== YOUR TASK ==
Look through the data below for the string "list", and copy every line where it turns up.

Point localization data
........

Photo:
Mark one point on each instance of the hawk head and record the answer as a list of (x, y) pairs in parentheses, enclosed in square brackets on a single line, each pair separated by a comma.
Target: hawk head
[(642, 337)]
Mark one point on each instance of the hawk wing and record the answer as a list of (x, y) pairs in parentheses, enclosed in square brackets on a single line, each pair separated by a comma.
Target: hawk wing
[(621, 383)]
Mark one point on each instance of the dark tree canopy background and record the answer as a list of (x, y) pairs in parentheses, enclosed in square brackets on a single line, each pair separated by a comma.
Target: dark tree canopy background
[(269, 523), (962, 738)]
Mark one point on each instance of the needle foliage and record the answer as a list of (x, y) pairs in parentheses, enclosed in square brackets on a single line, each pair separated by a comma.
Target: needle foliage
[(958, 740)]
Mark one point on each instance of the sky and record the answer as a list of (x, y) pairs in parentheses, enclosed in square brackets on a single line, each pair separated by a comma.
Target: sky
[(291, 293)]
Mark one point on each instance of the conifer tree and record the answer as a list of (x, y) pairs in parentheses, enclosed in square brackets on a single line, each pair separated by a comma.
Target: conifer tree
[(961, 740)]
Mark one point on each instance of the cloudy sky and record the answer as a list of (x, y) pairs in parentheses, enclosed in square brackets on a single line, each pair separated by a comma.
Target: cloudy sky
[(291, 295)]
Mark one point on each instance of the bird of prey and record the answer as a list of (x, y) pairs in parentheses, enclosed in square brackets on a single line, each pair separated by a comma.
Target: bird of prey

........

== REPLY TO THE TASK ==
Mark one point on each instance of the hawk head and record the answer as a list of (x, y) pairs in parentheses, enclosed in square brackets on a single line, each pair separated by a comma.
Mark one point on each instance of the hawk wing and record the answer as a list of (x, y) pairs in parentheses, enclosed in square brackets on a single line, each pair separated by a comma.
Mark one point on each instance of the dark tree canopy background and record the answer as a list of (x, y) pairs in parentheses, enclosed in square brackets on a single line, each pair separated by a comma.
Mark one point on each instance of the needle foliage and record the answer as a list of (x, y) pairs in parentheses, enclosed in square brackets on a single line, each pair separated by a comma.
Mark one point on each instance of the sky and record the answer as a list of (x, y) pairs in parentheses, enclosed in square brackets on a single line, each pair separated by a comma.
Mark one point on each instance of the conifer tree and record the answer as a list of (x, y) pairs in parentheses, enclosed in square brackets on a single line, each pair separated by a comma.
Mark one point on each instance of the cloudy sky and record the answer as a list of (x, y) pairs in parentheses, enclosed in square brackets on a single line, each pair separated by a comma.
Mark one point on each instance of the bird of prey and record the answer as a list of (x, y) pairs in parentheses, enclosed in square brackets on a single line, each pair separated by a comma.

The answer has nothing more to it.